Dance speaks where words fail: The evolution of dance as a storytelling device in the integrated musical
Sears, Ellin (2012) Dance speaks where words fail: The evolution of dance as a storytelling device in the integrated musical. Honours thesis, Murdoch University.
Musical Theatre has long suffered the stigma of being perceived as a low form of art by scholars and critics alike. Derived from popular forms of entertainment such as revue and vaudeville, the musical is still dismissed by many as a frivolous form of entertainment. This has led to a lack of critical literature which explores the serious dramatic potential of this genre and the ways in which elements such as music and movement can be used not only to drive the narrative, but also to create a more layered and nuanced understanding of the characters and plot. The use of these conventions can also be said to have directly influenced the evolution of the ‘integrated musical’ where dance, song and the action are (ideally) used equally to assist the storytelling process with no single aspect overshadowing the others.

* [Given material]:
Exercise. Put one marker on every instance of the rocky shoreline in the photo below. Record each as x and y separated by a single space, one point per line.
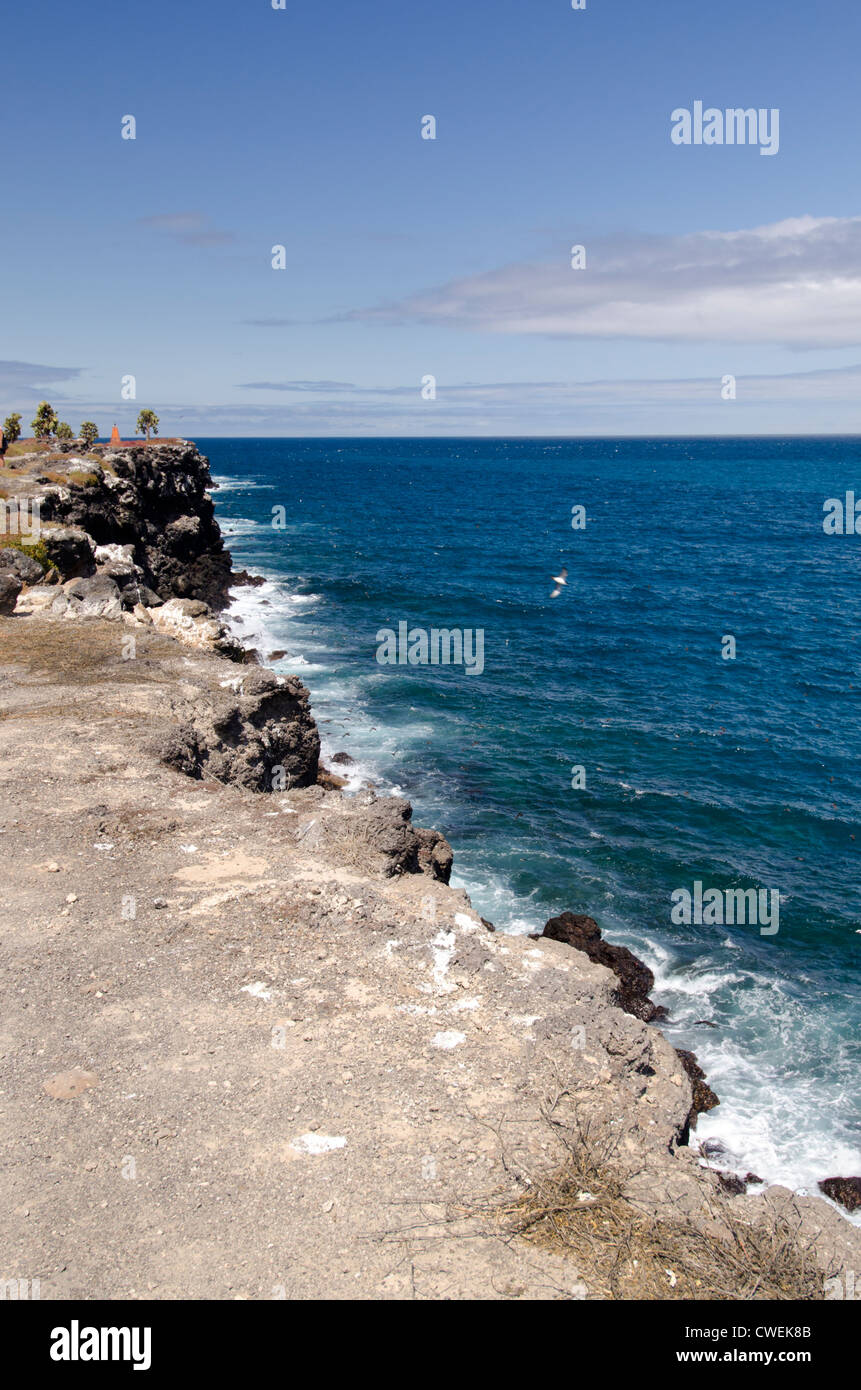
130 551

* [Requirements]:
- a) Answer these questions from the musical theatre abstract:
(i) What type of thesis is it, and at which university?
(ii) From which popular forms of entertainment is the musical said to derive?
(iii) In the integrated musical, which three things are used equally to assist the storytelling?
- b) Repeat the part of the musical theatre abstract starting at "Musical Theatre has" and ending at "overshadowing the others.", word for word.

* [Responses]:
- a)
(i) An honours thesis, Murdoch University.
(ii) Revue and vaudeville.
(iii) Dance, song and the action.

- b)
Musical Theatre has long suffered the stigma of being perceived as a low form of art by scholars and critics alike. Derived from popular forms of entertainment such as revue and vaudeville, the musical is still dismissed by many as a frivolous form of entertainment. This has led to a lack of critical literature which explores the serious dramatic potential of this genre and the ways in which elements such as music and movement can be used not only to drive the narrative, but also to create a more layered and nuanced understanding of the characters and plot. The use of these conventions can also be said to have directly influenced the evolution of the ‘integrated musical’ where dance, song and the action are (ideally) used equally to assist the storytelling process with no single aspect overshadowing the others.